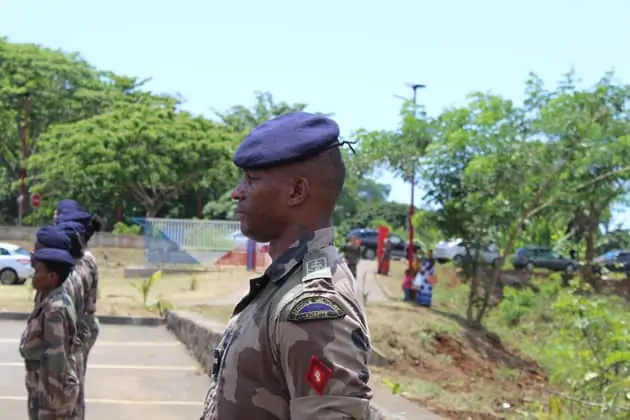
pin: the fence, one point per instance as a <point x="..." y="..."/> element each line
<point x="184" y="241"/>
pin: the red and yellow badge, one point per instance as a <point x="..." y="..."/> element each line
<point x="318" y="375"/>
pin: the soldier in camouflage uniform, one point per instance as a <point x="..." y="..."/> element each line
<point x="49" y="343"/>
<point x="297" y="345"/>
<point x="82" y="225"/>
<point x="65" y="237"/>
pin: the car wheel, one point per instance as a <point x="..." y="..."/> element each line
<point x="369" y="254"/>
<point x="8" y="276"/>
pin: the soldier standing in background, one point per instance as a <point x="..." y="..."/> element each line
<point x="352" y="254"/>
<point x="383" y="264"/>
<point x="49" y="343"/>
<point x="297" y="345"/>
<point x="80" y="224"/>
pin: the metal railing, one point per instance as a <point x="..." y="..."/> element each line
<point x="189" y="242"/>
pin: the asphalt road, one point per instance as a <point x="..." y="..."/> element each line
<point x="133" y="373"/>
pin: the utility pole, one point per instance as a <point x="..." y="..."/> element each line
<point x="22" y="198"/>
<point x="410" y="250"/>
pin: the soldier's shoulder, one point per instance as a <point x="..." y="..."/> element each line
<point x="59" y="301"/>
<point x="325" y="292"/>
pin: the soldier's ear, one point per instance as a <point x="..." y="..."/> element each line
<point x="299" y="191"/>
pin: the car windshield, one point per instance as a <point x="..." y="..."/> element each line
<point x="609" y="255"/>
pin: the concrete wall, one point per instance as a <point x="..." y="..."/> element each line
<point x="201" y="335"/>
<point x="100" y="240"/>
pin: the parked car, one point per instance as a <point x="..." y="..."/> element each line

------------------------------------------------

● Requirements
Render the lines of the items above as a Markdown table with the columns "Row" and "Item". Number each line in the first column, skip blank lines, and leave out the pictures.

● Solution for this problem
| Row | Item |
|---|---|
| 1 | pin: the fence, one point per instance as a <point x="..." y="..."/> element each line |
| 2 | <point x="184" y="241"/> |
| 3 | pin: the red and yellow badge, one point per instance as a <point x="..." y="..."/> element each line |
| 4 | <point x="318" y="375"/> |
| 5 | pin: the soldier in camouflage uniform, one point per instance as a <point x="..." y="..."/> element each line |
| 6 | <point x="49" y="343"/> |
| 7 | <point x="297" y="345"/> |
| 8 | <point x="82" y="225"/> |
| 9 | <point x="65" y="237"/> |
| 10 | pin: the car wheel, one point per instance as a <point x="..." y="..."/> element each line |
| 11 | <point x="369" y="254"/> |
| 12 | <point x="8" y="276"/> |
| 13 | pin: the soldier standing in background, one point per instance as a <point x="..." y="..."/> element each line |
| 14 | <point x="352" y="254"/> |
| 15 | <point x="383" y="264"/> |
| 16 | <point x="49" y="343"/> |
| 17 | <point x="297" y="345"/> |
| 18 | <point x="80" y="224"/> |
| 19 | pin: the metal railing, one point per instance as a <point x="..." y="..."/> element each line |
| 20 | <point x="189" y="242"/> |
| 21 | pin: the asphalt road, one point per instance as a <point x="..." y="..."/> element each line |
| 22 | <point x="133" y="373"/> |
| 23 | pin: the utility pole, one point per instance as a <point x="..." y="..."/> element each line |
| 24 | <point x="22" y="198"/> |
| 25 | <point x="410" y="250"/> |
| 26 | pin: the soldier's shoulder, one point per instance as a <point x="..." y="..."/> element each line |
| 27 | <point x="59" y="301"/> |
| 28 | <point x="325" y="292"/> |
| 29 | pin: the soldier's ear, one point per instance as a <point x="..." y="..."/> element each line |
| 30 | <point x="299" y="191"/> |
| 31 | pin: the car windshield, one point per instance as a <point x="..." y="..."/> element each line |
| 32 | <point x="609" y="255"/> |
| 33 | pin: the concrete wall, one point per instance as a <point x="..." y="..."/> element each line |
| 34 | <point x="201" y="335"/> |
| 35 | <point x="100" y="240"/> |
| 36 | pin: the parked car, one point per instance as a <point x="..." y="..."/> element each line |